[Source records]
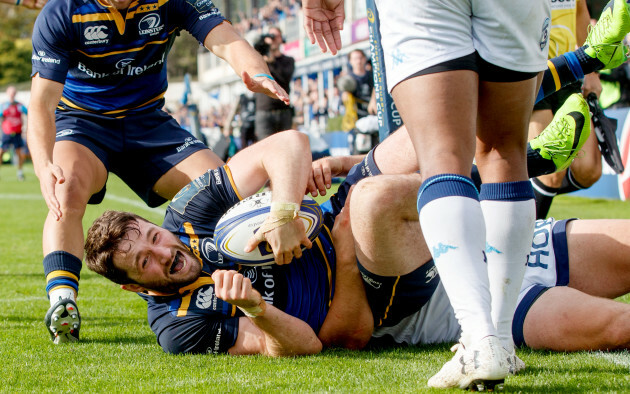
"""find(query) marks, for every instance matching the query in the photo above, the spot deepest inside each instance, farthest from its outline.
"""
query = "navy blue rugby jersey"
(195, 320)
(114, 62)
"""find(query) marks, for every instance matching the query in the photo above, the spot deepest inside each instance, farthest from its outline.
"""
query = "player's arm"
(268, 330)
(284, 160)
(325, 169)
(225, 42)
(45, 95)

▶ **Your assignment**
Could you restate all of the data above word for word and skip every picture?

▶ **Answer area**
"""find(query) marks, for every instance matching the query in the photo above, the spot deepest inside each instance, farthest from its outline.
"""
query = "navy blue rugby jersey"
(195, 320)
(114, 62)
"""find(query) marks, for every instance matching the query in the photo above, the spot deepest inside each instance, farthest from its outline.
"""
query = "player's arm"
(268, 330)
(284, 160)
(325, 169)
(225, 42)
(45, 95)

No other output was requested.